__What the exercise asks__
Repeat exactly the lines from the line containing "green leaves, place" to the last line of the listing, including both.

____ Data entries

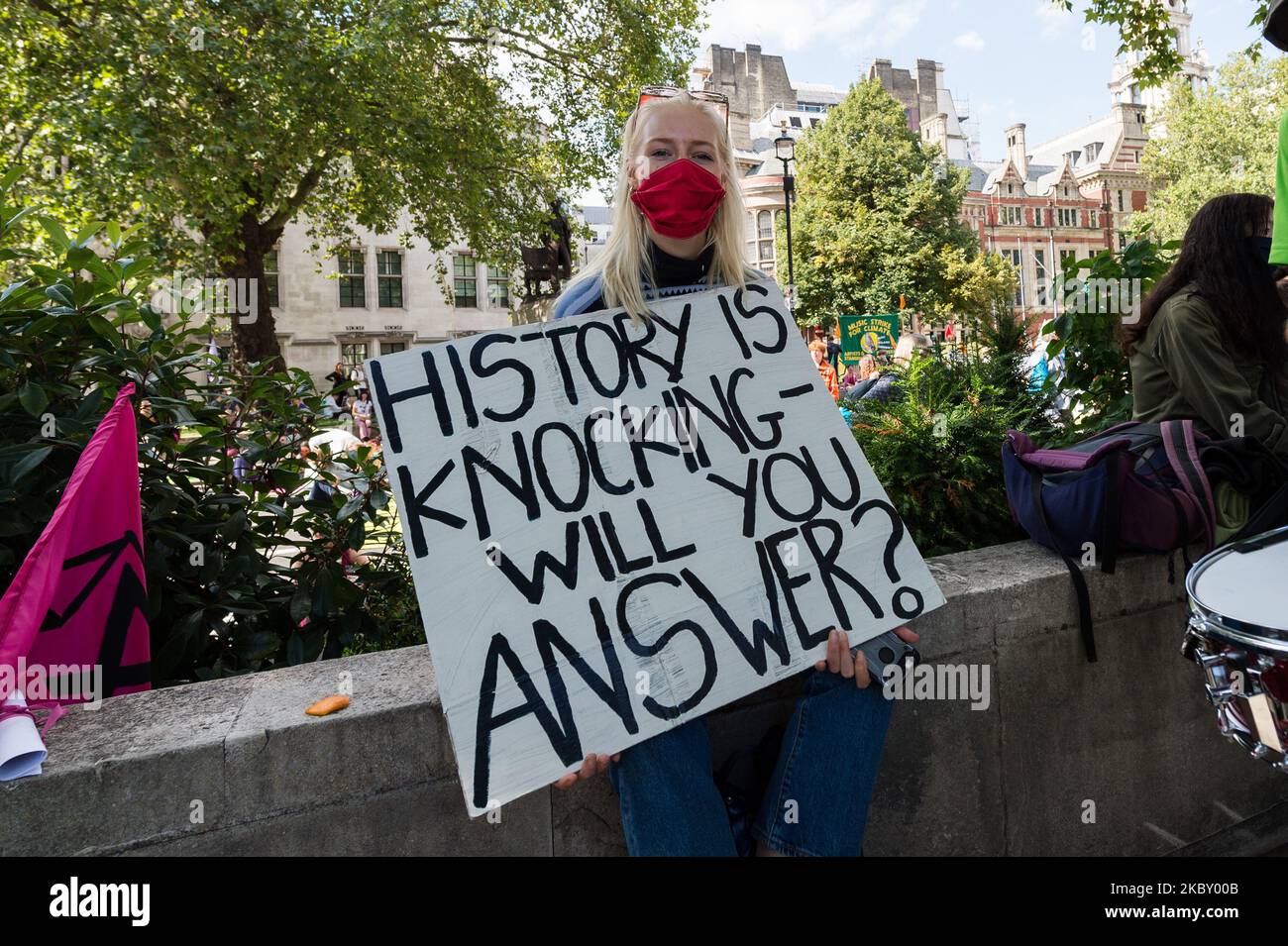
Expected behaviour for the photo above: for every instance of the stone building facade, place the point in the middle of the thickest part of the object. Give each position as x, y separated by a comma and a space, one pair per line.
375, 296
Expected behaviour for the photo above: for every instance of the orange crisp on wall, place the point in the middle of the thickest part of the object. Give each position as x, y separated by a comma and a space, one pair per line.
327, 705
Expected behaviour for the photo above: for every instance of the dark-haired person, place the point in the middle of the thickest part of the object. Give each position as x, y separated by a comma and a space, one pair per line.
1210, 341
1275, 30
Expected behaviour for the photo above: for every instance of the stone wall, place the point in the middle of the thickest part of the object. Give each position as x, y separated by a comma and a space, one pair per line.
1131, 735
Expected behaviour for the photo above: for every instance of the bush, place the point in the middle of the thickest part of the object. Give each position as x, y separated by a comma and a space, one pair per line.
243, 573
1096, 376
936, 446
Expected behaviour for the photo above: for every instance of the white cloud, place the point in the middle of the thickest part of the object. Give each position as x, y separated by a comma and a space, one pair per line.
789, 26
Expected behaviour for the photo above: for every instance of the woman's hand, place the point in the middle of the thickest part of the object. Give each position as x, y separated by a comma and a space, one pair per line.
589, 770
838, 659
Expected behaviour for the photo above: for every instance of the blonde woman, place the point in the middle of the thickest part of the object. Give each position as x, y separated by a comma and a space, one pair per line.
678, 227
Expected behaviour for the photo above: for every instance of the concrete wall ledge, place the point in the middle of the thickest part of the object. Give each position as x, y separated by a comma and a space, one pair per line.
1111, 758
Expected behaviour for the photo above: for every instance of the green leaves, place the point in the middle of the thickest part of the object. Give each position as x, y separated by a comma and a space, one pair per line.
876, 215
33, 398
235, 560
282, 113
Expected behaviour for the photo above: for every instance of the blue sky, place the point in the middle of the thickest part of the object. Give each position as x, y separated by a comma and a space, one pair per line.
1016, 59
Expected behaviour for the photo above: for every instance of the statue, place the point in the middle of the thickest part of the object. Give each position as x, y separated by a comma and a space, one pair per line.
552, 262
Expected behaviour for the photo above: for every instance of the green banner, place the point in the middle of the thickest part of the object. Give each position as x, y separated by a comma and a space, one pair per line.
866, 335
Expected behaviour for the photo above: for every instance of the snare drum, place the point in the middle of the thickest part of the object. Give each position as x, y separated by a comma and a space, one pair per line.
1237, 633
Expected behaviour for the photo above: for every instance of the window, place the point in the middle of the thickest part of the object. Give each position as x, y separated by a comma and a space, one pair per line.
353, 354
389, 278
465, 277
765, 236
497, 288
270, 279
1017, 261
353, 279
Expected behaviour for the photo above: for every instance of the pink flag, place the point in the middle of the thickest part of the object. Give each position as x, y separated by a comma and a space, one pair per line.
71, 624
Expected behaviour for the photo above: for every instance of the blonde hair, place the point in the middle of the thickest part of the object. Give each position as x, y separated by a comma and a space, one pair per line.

________

__Problem solution__
Expected behaviour for the photo above: for every instance of the green leaves, place the point in the middle of the thickest part of the object. Give each position as x, y separated by a comma and a space, one pair per line.
876, 215
33, 398
235, 560
282, 113
Expected behaviour for the photo above: for every instance of the blue sky, place the point in the middle of the thickest part of the object. Give each position as x, y separated by a comma and a space, one pair per line.
1016, 59
Expected behaviour for the photo above: for every instance of the statue, place the point in the middle of the thickest part of the object. Give each position as x, y separated by a comma and a space, one pair per line.
552, 262
Expected behaviour for the photo above: for every instance of the green banner, place the point in the middle of the thickest part of the object. Give each position as x, y separated by a comma and a space, one pair per line.
866, 335
Expected behaviour for the photo above: for every instance of the snare drum, place the point in the middle of the thickest part of the object. Give each position as x, y separated by a comma and a space, one pair per line.
1237, 633
Expected behaviour for the photo above: for every instance of the window, place the point in the middle of the thickest part of the object. Give each position as x, y separated by a comma and a space, one pair per line.
353, 354
389, 278
465, 277
765, 236
497, 288
270, 279
1017, 261
353, 279
Expected behaviour for the photo above: for every instance of the pink flag, place the point in the middle of the thickest part of the object. Give each position as x, y separated by a comma and a space, one pair per line.
71, 624
Expected behaviour for the photo above: for every instance of the blonde hair, place the point in the middle of the thickest part of the object. Give each position as x, y separated by a comma and a space, one pair per line.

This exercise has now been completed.